Task directions: Could you transcribe exactly the lines below, from the line with "Reviewer note: confirm that each instance of the pale" through the line with "column 186, row 321", and nothing else, leaving out the pictures?

(Dataset entries)
###

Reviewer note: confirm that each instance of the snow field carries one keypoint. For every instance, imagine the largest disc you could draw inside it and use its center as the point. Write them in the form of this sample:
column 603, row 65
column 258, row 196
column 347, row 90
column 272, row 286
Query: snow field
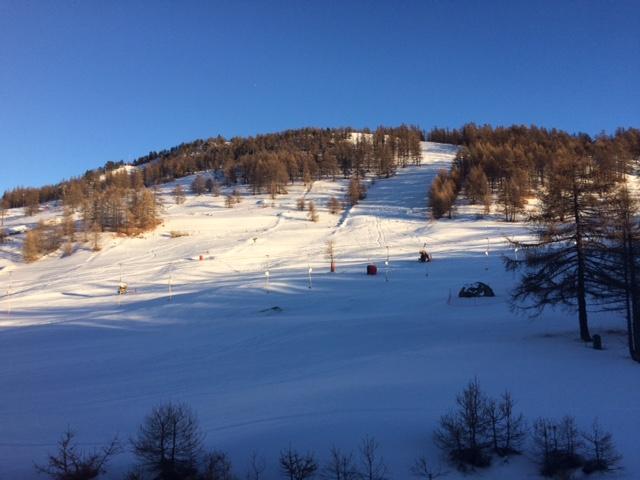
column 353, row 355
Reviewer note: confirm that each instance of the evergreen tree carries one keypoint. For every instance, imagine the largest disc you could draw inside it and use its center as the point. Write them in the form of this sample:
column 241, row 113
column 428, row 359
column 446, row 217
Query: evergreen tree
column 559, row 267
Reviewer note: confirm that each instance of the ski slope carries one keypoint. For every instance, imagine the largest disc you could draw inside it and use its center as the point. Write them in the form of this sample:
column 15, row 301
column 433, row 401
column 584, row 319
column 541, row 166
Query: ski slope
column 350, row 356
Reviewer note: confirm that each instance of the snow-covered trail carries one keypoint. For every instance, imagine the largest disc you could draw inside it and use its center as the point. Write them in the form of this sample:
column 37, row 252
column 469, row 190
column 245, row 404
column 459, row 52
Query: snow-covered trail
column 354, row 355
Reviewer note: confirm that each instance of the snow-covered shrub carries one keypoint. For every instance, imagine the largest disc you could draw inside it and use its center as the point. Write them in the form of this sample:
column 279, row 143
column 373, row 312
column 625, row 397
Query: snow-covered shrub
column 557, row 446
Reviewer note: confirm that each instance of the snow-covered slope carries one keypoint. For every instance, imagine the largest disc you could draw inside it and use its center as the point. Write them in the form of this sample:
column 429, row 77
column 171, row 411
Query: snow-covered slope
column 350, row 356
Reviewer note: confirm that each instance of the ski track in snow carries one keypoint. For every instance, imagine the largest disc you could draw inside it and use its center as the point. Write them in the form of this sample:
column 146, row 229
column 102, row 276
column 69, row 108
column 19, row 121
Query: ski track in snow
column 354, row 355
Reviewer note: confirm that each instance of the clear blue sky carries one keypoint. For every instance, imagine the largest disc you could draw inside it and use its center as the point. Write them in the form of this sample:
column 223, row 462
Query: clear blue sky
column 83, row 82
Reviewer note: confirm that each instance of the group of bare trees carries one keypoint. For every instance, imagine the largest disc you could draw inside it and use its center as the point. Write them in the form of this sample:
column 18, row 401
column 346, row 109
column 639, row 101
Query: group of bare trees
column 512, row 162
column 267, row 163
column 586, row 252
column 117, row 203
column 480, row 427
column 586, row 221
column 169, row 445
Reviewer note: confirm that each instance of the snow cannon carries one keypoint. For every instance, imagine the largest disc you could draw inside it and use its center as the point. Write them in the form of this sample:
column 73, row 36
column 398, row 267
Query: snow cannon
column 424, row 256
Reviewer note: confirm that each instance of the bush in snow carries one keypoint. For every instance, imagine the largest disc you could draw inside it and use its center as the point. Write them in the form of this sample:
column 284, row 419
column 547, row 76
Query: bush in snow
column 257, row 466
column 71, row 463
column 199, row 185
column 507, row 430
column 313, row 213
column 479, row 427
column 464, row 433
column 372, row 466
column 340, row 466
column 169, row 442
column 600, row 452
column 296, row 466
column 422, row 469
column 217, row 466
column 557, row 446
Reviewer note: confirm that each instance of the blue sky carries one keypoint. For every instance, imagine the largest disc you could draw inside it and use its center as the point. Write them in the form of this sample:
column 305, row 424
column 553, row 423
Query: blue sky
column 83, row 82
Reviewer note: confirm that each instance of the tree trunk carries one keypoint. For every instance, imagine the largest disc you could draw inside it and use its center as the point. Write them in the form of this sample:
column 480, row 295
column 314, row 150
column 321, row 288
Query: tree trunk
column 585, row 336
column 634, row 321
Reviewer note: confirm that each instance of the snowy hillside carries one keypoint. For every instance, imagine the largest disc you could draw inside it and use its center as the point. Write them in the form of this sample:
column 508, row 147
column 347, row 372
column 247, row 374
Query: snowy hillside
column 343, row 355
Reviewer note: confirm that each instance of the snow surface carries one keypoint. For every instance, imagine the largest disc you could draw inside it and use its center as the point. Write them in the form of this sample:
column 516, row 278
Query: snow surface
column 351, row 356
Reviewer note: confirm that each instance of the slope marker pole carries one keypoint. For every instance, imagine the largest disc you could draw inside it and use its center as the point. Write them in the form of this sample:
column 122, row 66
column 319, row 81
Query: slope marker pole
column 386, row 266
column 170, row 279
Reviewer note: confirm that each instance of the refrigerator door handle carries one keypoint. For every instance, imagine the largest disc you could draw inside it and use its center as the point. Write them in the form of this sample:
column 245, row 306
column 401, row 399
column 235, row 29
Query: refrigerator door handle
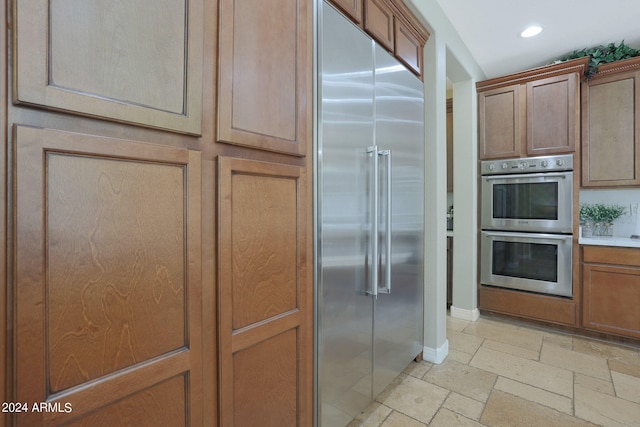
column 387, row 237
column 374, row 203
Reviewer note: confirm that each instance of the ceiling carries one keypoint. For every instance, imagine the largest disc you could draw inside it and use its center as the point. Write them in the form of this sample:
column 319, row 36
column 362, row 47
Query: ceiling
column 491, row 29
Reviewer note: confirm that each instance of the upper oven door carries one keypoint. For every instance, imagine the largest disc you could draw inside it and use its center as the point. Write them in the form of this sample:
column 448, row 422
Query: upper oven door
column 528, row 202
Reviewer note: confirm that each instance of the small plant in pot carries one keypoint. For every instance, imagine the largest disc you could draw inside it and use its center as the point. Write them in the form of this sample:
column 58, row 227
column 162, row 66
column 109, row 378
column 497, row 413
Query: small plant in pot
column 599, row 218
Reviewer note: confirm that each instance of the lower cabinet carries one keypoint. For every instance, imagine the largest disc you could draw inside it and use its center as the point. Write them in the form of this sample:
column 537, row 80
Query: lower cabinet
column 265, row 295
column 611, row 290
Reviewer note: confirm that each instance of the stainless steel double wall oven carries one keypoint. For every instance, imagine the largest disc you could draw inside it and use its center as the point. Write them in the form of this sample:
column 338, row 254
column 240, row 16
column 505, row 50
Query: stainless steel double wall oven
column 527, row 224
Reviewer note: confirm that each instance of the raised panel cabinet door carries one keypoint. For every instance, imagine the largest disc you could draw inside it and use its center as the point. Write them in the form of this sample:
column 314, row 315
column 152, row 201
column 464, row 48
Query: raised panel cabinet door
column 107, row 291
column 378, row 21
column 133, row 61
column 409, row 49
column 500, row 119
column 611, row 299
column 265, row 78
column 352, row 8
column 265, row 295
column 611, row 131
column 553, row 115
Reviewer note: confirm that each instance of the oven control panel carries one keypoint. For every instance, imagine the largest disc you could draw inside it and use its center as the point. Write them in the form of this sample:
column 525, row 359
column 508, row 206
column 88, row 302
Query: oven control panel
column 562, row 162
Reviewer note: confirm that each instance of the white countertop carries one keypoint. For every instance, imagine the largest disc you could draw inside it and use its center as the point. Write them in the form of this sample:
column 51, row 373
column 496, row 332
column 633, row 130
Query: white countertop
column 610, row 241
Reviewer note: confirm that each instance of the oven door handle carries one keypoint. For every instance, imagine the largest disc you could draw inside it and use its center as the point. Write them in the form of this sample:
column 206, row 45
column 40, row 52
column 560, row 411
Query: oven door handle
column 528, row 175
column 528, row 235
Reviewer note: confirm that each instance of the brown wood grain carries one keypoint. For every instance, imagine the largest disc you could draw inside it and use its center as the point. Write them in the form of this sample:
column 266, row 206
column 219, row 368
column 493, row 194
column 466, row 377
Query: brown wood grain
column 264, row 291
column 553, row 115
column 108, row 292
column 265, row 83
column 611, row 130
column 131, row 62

###

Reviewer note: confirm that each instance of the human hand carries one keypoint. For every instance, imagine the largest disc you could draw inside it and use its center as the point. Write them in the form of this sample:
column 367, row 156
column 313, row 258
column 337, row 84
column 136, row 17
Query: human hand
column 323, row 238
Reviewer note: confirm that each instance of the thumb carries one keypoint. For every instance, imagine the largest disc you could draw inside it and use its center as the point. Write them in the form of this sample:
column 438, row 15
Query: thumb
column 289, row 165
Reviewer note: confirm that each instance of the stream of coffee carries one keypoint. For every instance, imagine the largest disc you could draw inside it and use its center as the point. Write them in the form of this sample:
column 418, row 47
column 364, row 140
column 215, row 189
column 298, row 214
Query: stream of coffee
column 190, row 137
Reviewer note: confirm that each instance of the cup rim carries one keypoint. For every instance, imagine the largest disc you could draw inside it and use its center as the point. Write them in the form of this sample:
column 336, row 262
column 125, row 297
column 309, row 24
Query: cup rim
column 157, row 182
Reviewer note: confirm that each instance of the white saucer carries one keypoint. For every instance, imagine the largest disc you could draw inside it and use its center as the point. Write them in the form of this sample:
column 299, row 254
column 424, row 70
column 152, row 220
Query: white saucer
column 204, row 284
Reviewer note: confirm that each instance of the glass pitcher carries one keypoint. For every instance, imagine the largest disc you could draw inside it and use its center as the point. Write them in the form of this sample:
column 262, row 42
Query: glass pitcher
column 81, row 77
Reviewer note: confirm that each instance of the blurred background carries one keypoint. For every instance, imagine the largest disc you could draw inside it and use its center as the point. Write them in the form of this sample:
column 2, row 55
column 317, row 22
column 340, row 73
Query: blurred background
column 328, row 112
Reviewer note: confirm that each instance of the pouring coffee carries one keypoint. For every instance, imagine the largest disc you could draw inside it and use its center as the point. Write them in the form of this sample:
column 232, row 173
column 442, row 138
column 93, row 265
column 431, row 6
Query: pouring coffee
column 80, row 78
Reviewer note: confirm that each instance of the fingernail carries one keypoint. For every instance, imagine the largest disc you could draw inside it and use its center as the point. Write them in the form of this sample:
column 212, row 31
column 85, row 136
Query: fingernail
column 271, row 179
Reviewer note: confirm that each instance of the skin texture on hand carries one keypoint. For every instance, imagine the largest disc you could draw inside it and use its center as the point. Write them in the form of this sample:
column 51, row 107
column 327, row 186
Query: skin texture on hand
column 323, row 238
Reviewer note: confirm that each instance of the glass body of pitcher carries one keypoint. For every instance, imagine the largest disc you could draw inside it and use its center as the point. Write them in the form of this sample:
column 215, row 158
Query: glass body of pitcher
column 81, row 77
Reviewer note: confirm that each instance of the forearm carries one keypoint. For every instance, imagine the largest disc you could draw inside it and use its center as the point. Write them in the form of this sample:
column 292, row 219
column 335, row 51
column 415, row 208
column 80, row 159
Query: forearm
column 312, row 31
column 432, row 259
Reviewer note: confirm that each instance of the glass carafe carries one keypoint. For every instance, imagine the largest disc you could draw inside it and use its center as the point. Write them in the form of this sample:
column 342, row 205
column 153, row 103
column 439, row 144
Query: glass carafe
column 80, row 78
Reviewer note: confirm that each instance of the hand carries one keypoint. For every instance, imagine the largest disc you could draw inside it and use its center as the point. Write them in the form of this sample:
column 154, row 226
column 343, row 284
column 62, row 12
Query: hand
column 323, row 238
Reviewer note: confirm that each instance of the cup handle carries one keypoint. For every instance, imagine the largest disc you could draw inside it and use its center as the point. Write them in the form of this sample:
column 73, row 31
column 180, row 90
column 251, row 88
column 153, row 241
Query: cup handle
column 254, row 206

###

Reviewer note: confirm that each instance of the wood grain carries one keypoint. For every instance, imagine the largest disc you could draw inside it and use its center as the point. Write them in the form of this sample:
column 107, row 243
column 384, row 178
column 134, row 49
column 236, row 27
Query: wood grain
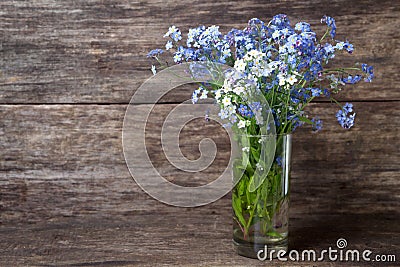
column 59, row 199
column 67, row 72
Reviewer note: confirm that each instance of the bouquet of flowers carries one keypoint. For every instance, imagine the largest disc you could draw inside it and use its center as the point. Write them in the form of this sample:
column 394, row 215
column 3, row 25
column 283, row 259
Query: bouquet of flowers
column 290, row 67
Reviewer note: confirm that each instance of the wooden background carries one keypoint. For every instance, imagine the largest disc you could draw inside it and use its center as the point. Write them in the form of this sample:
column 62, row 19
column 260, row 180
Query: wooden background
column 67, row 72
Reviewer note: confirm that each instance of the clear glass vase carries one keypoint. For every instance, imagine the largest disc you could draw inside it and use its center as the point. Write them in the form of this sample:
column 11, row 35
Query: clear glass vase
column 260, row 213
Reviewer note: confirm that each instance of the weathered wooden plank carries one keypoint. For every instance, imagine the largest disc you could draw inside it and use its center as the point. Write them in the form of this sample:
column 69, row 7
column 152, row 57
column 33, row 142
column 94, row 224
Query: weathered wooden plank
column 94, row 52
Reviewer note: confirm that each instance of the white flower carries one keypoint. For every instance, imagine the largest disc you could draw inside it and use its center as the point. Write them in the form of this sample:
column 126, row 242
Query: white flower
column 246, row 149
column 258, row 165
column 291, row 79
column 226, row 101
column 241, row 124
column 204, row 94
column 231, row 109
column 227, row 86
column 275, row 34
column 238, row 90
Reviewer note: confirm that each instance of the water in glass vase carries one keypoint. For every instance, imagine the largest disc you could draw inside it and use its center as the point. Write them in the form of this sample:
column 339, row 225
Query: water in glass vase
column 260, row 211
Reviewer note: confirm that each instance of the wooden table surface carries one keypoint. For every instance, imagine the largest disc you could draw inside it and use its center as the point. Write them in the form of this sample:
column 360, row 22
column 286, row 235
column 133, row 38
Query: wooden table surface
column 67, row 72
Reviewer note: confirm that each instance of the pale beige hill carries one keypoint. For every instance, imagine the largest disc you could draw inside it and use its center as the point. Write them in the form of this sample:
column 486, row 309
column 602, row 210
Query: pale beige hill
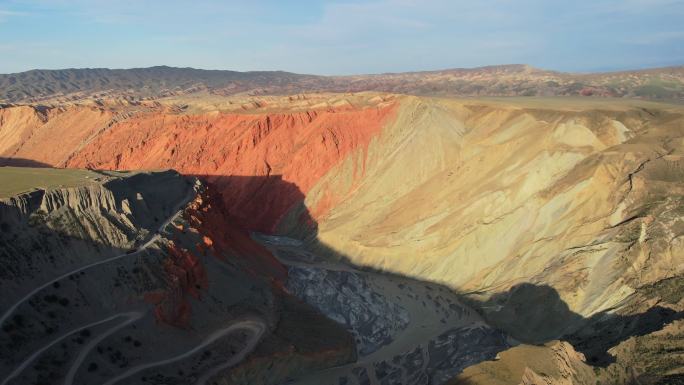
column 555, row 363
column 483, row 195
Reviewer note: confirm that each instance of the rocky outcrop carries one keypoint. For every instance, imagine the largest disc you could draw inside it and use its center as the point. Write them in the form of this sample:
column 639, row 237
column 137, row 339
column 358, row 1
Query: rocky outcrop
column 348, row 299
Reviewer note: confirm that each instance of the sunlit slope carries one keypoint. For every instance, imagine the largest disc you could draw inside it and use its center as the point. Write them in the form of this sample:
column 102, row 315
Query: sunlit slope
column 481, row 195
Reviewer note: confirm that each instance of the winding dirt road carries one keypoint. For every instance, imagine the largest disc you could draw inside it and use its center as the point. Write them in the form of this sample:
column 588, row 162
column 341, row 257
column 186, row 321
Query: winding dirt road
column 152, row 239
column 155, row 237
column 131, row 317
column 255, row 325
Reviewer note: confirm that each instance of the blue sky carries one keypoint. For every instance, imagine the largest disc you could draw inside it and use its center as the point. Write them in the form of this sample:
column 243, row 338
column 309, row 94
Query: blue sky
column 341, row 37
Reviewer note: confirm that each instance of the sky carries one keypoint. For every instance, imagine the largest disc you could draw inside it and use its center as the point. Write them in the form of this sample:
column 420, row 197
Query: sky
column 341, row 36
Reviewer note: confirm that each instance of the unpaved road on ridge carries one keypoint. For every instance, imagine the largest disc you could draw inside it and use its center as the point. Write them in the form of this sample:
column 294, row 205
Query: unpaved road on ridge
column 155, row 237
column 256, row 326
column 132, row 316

###

Your response:
Reviewer note: confirm that each instance of the pale beige hill carries one keypoint. For every instance, imagine the largest disc you could draw inside it and use its center as the point. Write them in the form of this sample:
column 486, row 309
column 602, row 210
Query: pale beige hill
column 555, row 363
column 483, row 195
Reviewer note: confirm that each instance of the rocky outcrop carries one keypoint. For every instance, imagine the largest disc you could draw inside it and use its center as the point. Write them in the form of this sample:
column 639, row 237
column 137, row 339
column 358, row 1
Query: rocky outcrop
column 348, row 299
Reviewer note: confirm that each instance of the sunlit slope carries one keypoint. For every instance, imagine the largest disc you could draw inside it and use its center as the point. Write them in the form of this sample:
column 102, row 315
Query: sunlit slope
column 481, row 195
Reviewer note: confirm that each instance of the winding dirt road carries one keypoint. For every instance, imagine the largest disc you could draw inside it and use its center as the point. Write them in the form of this sample:
column 588, row 162
column 341, row 257
column 186, row 321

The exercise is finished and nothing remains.